Exercise passage:
Japan even makes riding a bike or choosing a economically friendly transportation options awesome. Aside from the fact that there is a bike garage (picture shown below), I get compensated for biking or walking to school. Obviously, I don’t bike or walk to Hayashida Junior High School, but in my elementary school days I take a 12-minute bike ride to Takaoka Elementary School or Takaoka-nishi Elementary School, and I get compensated roughly $14 each time I bike there, which I thought was pretty cool. Even for Ise Elementary School, where I take the same bus to Hayashida, get off two stops before Hayashida, and walk 20 minutes to the school, I get compensated $5. Pretty neat.
The last thing I love, which isn’t really about transportation and isn’t the last thing I’ll find to love about Japan, is how people where face masks when they are sick or contagious. Unless you’re very, very ill, Japan’s work culture is deeply ingrained into the lives and personality of its workers, so people go to work even if they are sick—and even if there is a deadly typhoon sweeping through the city. However, I deeply appreciate the fact that people wear face masks when they are sick, even if the act is driven by the work-culture. I’ve gotten to a point where I actually feel slightly offended by people who don’t wear face masks when I hear, see, or feel (yes, it has happened) them coughing, sneezing, sniffling, or breathing. Okay, maybe not breathing, but you get my point. Especially because I spend about two and a half hours on a bus each day, I really appreciate this aspect of Japan. I hope the United States will adopt this tradition eventually. I just think it is a kind and considerate thing for people to do, especially when people are working together in close quarters.
Underground Bike Parking Garage
Oh. I can’t just skip over the bike garage though. It is underground, the method used to get your bike up from the garage is awesome. It uses a conveyor belt where you place your bike tires on: You hold your bike brakes, so it doesn’t slip, and the bike is lifted up the ramp while you walk alongside the bike. I just thought it was a cool design, and the idea of a bike garage is outstanding to me in general. It keeps your bike safe from theft (but it’s Japan, so theft doesn’t even happen) and it keeps your bike safe from weather.
Best Starbucks View Ever
On this day, I was at Starbucks on a Monday. I had Monday off work because I worked Sunday, and because everyone else was working, I spent the day going to the doctor to get medicine for a cold and working at Starbucks. I ordered the first drink I actually liked from Starbucks on this day (November 12). It was an iced coffee and creme latte, and it was delicious. Just another relaxing and beautiful day in Japan.

Requirement 1:
Answer these questions using the Japan passage:
(a) About how much is the writer compensated each time for biking to Takaoka Elementary School?
(b) About how many hours does the writer spend on a bus each day?
(c) What drink did the writer order at Starbucks on November 12?
Requirement 2:
Quote the Japan passage, starting with "Best Starbucks View" and going on through "day in Japan.".

Data to examine:
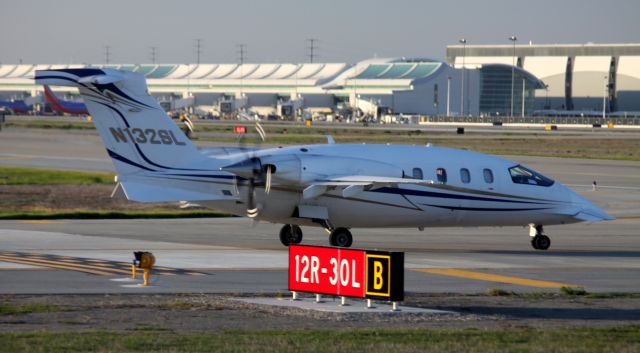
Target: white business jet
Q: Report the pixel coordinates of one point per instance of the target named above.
(334, 186)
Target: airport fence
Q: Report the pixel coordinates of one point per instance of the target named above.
(594, 121)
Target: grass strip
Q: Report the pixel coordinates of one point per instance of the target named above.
(147, 214)
(586, 340)
(37, 176)
(9, 309)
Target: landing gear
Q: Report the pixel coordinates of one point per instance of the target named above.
(539, 241)
(290, 234)
(341, 237)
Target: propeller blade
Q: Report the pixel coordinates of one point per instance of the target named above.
(263, 135)
(267, 183)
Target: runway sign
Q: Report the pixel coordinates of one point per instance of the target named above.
(346, 272)
(240, 130)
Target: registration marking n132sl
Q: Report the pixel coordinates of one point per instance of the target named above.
(151, 136)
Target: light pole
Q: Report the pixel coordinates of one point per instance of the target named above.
(604, 98)
(448, 93)
(523, 97)
(513, 69)
(464, 52)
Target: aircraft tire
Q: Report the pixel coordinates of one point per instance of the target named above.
(341, 237)
(290, 234)
(541, 242)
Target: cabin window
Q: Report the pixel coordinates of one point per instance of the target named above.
(523, 175)
(441, 175)
(465, 176)
(488, 176)
(417, 173)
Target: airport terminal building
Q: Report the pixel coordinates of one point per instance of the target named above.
(375, 87)
(577, 77)
(544, 78)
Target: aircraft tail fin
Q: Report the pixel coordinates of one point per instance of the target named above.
(136, 131)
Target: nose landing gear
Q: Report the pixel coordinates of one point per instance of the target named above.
(341, 237)
(539, 241)
(290, 234)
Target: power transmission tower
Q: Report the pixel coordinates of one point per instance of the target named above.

Written response 1:
(a) Roughly $14.
(b) About two and a half hours.
(c) An iced coffee and creme latte.

Written response 2:
Best Starbucks View Ever
On this day, I was at Starbucks on a Monday. I had Monday off work because I worked Sunday, and because everyone else was working, I spent the day going to the doctor to get medicine for a cold and working at Starbucks. I ordered the first drink I actually liked from Starbucks on this day (November 12). It was an iced coffee and creme latte, and it was delicious. Just another relaxing and beautiful day in Japan.